_SOURCE TEXT:_
※

# Load  clean HIV tweets and sentiment tweets
notebook code adapted from https://github.com/piskvorky/gensim/blob/develop/docs/notebooks/doc2vec-IMDB.ipynb
sentiment training data from http://thinknook.com/wp-content/uploads/2012/09/Sentiment-Analysis-Dataset.zip

In [1]:
import re
import json
from collections import namedtuple

import gensim

train = False

def clean_text(text):
    clean = re.sub(r'http.*$', '', text)
    clean = re.sub(r'[^a-zA-Z,\.?\'#0-9\s\-_]', '', clean)
    
    clean = clean.replace('...', '.')
    clean = clean.replace(',', ' , ')
    clean = clean.replace('#', ' # ')
    clean = clean.replace('?', ' ? ')
    clean = clean.replace('!', ' ! ')
    
    clean = clean.lower()
    word_list = clean.split()
    
    return word_list

SentimentDocument = namedtuple('SentimentDocument', 'words tags split sentiment')


# start with sentiment data
sentiment_docs = []
with open('../data/sentiment_analysis_dataset.csv') as sentiment_data:
    for line_no, line in enumerate(sentiment_data):
        tokens = gensim.utils.to_unicode(line).split(',')
        words = clean_text(tokens[3])
        tags = ['sen_' + str(line_no)] # `tags = [tokens[0]]` would also work at extra memory cost
        split = ['train','train','train','valid'][line_no % 4]  # 3/4 training, 1/4 validation
        sentiment = tokens[1]
        sentiment_docs.append(SentimentDocument(words, tags, split, sentiment))
        
# now add our HIV/PrEP related tweets
hiv_docs = []
tweet_ids = set()
with open('../data/c_twitter.json') as hiv_prep_data:
    for line_no, line in enumerate(hiv_prep_data):
        twt = json.loads(line)
        words = twt['text'].split()
        tags = [str(twt['id'])]
        split = 'extra'
        sentiment = None
        if tags[0] not in tweet_ids:
            hiv_docs.append(SentimentDocument(words, tags, split, sentiment))
            tweet_ids.add(tags[0])

※

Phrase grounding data
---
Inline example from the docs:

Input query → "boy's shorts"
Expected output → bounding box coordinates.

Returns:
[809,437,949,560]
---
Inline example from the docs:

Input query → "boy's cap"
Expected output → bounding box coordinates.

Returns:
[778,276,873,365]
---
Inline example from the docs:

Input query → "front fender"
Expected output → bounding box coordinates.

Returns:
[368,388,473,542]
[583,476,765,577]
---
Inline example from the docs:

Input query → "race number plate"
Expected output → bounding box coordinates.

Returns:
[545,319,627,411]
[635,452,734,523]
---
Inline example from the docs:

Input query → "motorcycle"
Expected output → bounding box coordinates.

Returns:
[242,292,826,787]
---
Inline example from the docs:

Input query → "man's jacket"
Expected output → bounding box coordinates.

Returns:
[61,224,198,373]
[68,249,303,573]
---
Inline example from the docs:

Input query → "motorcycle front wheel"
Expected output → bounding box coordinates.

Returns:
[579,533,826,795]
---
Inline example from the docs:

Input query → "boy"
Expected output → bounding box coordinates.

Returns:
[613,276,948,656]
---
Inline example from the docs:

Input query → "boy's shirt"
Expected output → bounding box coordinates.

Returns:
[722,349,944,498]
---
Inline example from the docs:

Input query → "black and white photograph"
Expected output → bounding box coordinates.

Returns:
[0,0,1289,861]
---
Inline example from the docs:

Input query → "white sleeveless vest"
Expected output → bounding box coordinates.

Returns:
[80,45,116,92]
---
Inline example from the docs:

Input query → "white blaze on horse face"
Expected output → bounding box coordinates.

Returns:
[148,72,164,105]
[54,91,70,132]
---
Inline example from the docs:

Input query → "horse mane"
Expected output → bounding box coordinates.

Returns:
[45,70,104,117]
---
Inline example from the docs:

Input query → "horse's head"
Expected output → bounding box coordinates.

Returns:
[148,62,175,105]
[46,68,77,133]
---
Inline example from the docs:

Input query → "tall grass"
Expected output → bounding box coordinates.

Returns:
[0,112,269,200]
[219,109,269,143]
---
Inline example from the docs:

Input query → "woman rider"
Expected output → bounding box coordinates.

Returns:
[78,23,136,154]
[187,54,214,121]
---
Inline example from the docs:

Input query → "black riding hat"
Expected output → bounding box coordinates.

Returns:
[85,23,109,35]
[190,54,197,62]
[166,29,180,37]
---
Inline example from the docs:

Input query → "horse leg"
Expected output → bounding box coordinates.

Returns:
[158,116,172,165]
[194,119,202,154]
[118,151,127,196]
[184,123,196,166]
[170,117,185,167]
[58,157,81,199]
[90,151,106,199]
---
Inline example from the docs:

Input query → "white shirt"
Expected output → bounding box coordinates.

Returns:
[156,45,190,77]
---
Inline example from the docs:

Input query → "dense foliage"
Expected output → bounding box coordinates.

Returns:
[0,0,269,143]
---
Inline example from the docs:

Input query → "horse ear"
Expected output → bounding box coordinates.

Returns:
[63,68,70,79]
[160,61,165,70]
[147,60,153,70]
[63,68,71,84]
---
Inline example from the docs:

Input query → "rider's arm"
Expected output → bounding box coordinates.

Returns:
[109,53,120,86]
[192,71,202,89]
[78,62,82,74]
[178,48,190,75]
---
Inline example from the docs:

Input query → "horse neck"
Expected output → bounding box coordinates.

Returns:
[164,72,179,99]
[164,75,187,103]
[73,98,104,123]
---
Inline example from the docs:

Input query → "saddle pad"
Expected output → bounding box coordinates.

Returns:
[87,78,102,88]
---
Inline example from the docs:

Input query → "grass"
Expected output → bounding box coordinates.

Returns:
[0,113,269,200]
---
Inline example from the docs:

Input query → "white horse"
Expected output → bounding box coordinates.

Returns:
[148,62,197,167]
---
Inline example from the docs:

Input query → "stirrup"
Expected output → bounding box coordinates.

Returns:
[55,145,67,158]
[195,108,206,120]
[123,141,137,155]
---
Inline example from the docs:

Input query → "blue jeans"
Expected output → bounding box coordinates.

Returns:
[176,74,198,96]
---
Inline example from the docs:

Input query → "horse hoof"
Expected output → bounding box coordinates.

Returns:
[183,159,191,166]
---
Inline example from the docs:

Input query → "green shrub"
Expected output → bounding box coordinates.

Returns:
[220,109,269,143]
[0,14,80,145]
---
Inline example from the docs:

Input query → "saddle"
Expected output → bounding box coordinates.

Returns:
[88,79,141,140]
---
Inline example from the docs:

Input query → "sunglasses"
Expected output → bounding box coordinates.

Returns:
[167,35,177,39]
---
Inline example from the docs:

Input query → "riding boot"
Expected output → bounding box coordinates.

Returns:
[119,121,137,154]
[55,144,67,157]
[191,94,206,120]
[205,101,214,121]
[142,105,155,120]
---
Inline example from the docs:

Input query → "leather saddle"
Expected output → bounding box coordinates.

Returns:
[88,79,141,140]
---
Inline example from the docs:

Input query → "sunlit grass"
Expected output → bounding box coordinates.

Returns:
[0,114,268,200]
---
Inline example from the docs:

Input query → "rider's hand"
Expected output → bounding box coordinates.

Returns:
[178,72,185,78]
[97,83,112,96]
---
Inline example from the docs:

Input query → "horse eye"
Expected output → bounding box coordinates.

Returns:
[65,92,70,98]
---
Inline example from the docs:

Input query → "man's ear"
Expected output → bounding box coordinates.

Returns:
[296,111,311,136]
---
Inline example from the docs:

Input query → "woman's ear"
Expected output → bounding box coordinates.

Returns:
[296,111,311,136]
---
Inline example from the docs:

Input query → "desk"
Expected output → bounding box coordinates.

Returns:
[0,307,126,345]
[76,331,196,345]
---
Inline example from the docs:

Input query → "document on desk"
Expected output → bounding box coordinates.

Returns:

※

_DIRECTIONS:_ In the notebook code on loading and cleaning tweets, list every field name given to the SentimentDocument named tuple.

_EXERCISE RESULT:_ words, tags, split, sentiment